Go through the listing and copy every line word for word.

Records for the exercise:
Start of Block
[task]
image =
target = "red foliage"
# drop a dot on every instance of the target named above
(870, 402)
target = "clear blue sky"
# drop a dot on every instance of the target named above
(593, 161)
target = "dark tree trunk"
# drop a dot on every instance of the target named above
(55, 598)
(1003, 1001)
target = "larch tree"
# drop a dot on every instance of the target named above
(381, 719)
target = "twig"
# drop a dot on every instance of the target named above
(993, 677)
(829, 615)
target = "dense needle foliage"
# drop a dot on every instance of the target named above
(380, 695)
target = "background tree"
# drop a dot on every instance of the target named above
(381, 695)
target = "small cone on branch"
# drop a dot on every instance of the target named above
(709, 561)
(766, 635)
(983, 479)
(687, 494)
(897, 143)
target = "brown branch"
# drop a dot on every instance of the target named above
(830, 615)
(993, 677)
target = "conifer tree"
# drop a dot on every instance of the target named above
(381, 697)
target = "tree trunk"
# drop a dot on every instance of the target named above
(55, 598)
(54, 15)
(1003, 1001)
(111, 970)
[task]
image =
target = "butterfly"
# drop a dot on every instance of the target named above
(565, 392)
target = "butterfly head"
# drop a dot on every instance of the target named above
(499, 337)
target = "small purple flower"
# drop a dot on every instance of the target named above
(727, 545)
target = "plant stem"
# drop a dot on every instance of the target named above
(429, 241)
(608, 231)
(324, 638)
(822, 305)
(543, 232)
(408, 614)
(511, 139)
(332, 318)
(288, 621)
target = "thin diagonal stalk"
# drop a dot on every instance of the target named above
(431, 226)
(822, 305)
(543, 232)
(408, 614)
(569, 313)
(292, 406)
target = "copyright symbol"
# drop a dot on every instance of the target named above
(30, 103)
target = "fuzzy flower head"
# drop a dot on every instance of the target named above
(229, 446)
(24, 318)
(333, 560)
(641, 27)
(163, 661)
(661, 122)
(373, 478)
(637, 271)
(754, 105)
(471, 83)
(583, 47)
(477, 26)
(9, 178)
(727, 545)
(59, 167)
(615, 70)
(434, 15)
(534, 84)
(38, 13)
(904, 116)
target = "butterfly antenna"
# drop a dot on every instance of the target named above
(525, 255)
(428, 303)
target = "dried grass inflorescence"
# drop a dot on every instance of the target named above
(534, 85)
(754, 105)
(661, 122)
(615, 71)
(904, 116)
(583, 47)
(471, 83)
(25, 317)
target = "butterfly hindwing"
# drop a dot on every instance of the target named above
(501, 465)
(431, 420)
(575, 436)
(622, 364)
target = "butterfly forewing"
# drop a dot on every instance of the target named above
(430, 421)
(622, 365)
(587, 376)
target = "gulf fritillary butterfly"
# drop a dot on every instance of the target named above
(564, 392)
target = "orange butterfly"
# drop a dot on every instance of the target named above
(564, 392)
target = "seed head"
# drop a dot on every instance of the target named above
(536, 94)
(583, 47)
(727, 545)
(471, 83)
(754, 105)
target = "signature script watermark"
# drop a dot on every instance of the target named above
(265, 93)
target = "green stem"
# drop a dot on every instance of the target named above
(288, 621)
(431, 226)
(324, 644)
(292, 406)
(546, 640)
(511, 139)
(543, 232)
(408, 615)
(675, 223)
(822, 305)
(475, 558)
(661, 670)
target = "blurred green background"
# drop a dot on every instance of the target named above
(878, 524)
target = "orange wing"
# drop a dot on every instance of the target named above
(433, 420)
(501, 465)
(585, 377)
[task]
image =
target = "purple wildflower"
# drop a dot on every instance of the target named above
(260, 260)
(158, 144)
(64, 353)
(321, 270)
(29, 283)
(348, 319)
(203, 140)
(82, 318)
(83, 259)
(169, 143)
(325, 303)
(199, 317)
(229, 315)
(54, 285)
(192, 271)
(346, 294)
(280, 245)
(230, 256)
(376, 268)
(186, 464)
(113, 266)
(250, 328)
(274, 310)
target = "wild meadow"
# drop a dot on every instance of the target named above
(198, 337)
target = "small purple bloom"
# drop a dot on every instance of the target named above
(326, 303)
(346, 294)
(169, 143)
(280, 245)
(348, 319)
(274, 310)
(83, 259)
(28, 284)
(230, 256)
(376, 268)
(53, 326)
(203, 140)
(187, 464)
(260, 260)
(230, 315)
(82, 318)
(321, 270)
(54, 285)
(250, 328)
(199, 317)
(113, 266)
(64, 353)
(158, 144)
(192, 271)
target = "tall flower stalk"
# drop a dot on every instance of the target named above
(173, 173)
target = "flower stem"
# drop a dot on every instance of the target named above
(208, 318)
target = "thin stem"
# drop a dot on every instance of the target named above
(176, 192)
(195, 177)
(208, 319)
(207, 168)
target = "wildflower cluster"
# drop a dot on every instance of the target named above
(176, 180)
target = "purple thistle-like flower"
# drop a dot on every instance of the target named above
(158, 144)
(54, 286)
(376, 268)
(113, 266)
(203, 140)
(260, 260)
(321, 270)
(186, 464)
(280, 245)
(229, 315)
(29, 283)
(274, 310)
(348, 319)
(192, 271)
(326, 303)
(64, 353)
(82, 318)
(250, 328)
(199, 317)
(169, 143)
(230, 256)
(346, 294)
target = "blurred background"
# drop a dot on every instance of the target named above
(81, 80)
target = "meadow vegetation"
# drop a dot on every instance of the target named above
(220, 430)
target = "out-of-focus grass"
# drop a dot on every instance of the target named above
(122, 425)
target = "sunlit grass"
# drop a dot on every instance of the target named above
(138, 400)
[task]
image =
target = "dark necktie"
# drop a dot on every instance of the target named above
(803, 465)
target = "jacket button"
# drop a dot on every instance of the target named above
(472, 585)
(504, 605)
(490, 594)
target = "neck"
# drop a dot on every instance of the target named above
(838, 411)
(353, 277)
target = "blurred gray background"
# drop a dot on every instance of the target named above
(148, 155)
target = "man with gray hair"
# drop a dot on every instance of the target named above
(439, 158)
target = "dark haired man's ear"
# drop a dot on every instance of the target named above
End of Block
Task solution:
[task]
image =
target = "red foliage"
# drop a dot on every instance of the target named above
(870, 402)
target = "clear blue sky"
# drop a dot on every instance of the target named above
(593, 161)
target = "dark tree trunk"
# drop a dot on every instance of the target named above
(55, 598)
(1003, 1001)
target = "larch tree"
# drop a dot on every instance of the target named above
(381, 719)
target = "twig"
# drop a dot on every instance of the target named above
(993, 677)
(829, 615)
target = "dense needle foliage"
# drop a dot on every instance of the target named above
(380, 695)
target = "background tree"
# drop a dot on every instance of the target named above
(381, 695)
target = "small cone on branch"
# drop a dot on every instance of the target named above
(709, 561)
(766, 635)
(983, 479)
(687, 494)
(897, 143)
target = "brown branch"
# drop a dot on every instance of the target named above
(830, 615)
(993, 677)
target = "conifer tree"
# drop a dot on every instance of the target named above
(381, 697)
target = "tree trunk"
# drop a dot on every instance of the target named above
(55, 598)
(54, 15)
(1003, 1001)
(111, 970)
[task]
image =
target = "butterfly"
# drop a dot on every instance of the target named above
(565, 392)
target = "butterfly head"
# drop a dot on every instance of the target named above
(499, 337)
target = "small purple flower"
# drop a dot on every instance of the target named above
(727, 545)
target = "plant stem"
# drop a dot on every instance of the target named above
(429, 241)
(608, 231)
(324, 638)
(822, 305)
(543, 232)
(408, 614)
(511, 139)
(332, 318)
(288, 621)
target = "thin diagonal stalk"
# drop a dot on every instance of the target named above
(431, 226)
(822, 305)
(543, 232)
(408, 614)
(569, 313)
(292, 406)
target = "copyright symbol"
# drop a dot on every instance of the target named above
(30, 103)
target = "fuzzy flower head"
# drop a dot on every instance of the target named above
(229, 446)
(24, 318)
(333, 560)
(641, 27)
(163, 661)
(661, 122)
(373, 478)
(637, 271)
(754, 105)
(471, 83)
(583, 47)
(477, 26)
(9, 178)
(727, 545)
(59, 167)
(615, 70)
(434, 15)
(534, 84)
(38, 13)
(904, 116)
target = "butterfly antenna"
# drop a dot on every instance of the target named above
(525, 255)
(428, 303)
target = "dried grass inflorescence"
# drop a dot on every instance of the target named above
(534, 85)
(754, 105)
(661, 122)
(615, 71)
(904, 116)
(583, 47)
(471, 83)
(25, 317)
target = "butterfly hindwing"
# drop a dot on every instance of the target named above
(501, 465)
(431, 420)
(575, 436)
(622, 364)
target = "butterfly forewing"
# drop a dot on every instance of the target named above
(430, 421)
(622, 365)
(587, 376)
target = "gulf fritillary butterfly"
# drop a dot on every instance of the target named above
(564, 392)
target = "orange butterfly"
# drop a dot on every instance of the target named above
(564, 392)
target = "seed head"
# drop a dot on every instance of the target named above
(536, 94)
(583, 47)
(727, 545)
(471, 83)
(754, 105)
target = "signature script watermark"
# drop a dot on every instance of the target named above
(265, 93)
target = "green stem"
# drop a dot on every instance of the target named above
(288, 621)
(431, 226)
(324, 644)
(292, 406)
(546, 640)
(511, 139)
(543, 232)
(408, 615)
(675, 223)
(822, 305)
(475, 558)
(661, 670)
target = "blurred green background"
# drop a dot on every instance of the target named above
(878, 524)
target = "orange wing"
# drop a dot on every instance of the target named above
(433, 420)
(501, 465)
(585, 377)
[task]
image =
target = "purple wildflower"
# drop a dot on every instance of the target named above
(260, 260)
(158, 144)
(64, 353)
(321, 270)
(29, 283)
(348, 319)
(203, 140)
(82, 318)
(83, 259)
(169, 143)
(325, 303)
(199, 317)
(229, 315)
(54, 285)
(192, 271)
(346, 294)
(280, 245)
(230, 256)
(376, 268)
(186, 464)
(113, 266)
(250, 328)
(274, 310)
target = "wild meadow"
# drop a dot on every instance of the target named above
(198, 337)
target = "small purple bloom"
# drop a dot on every instance of the target named above
(326, 303)
(346, 294)
(169, 143)
(280, 245)
(348, 319)
(274, 310)
(83, 259)
(28, 284)
(230, 256)
(376, 268)
(53, 326)
(203, 140)
(187, 464)
(260, 260)
(230, 315)
(82, 318)
(321, 270)
(54, 285)
(250, 328)
(199, 317)
(113, 266)
(64, 353)
(158, 144)
(192, 271)
target = "tall flower stalk"
# drop a dot on every instance of the target named above
(173, 173)
target = "flower stem"
# drop a dot on every instance of the target named above
(208, 318)
target = "thin stem"
# drop a dot on every instance of the target named above
(176, 192)
(195, 177)
(208, 319)
(207, 168)
target = "wildflower cluster"
# drop a dot on every instance of the target named above
(176, 180)
target = "purple thistle-like flower"
# drop a dot on every instance of the target named above
(158, 144)
(54, 286)
(376, 268)
(113, 266)
(203, 140)
(260, 260)
(321, 270)
(186, 464)
(280, 245)
(229, 315)
(29, 283)
(274, 310)
(348, 319)
(192, 271)
(326, 303)
(64, 353)
(82, 318)
(250, 328)
(199, 317)
(169, 143)
(230, 256)
(346, 294)
target = "blurred background"
# drop a dot on every instance of the target named above
(81, 80)
target = "meadow vegetation"
# drop a dot on every instance of the target named above
(220, 430)
target = "out-of-focus grass"
# drop a dot on every instance of the target named above
(122, 425)
target = "sunlit grass"
# drop a dot on every instance of the target named above
(138, 400)
[task]
image =
target = "dark necktie"
# drop a dot on every instance of the target named above
(803, 465)
target = "jacket button"
# drop a dot on every instance of the target named above
(472, 585)
(504, 605)
(490, 594)
target = "neck"
# drop a dot on every instance of the target named above
(838, 411)
(353, 277)
target = "blurred gray background"
# drop a dot on every instance of the target named above
(148, 155)
target = "man with gray hair"
# drop a dot on every instance of the target named above
(439, 158)
target = "dark haired man's ear"
# drop a dot on every instance of the target named above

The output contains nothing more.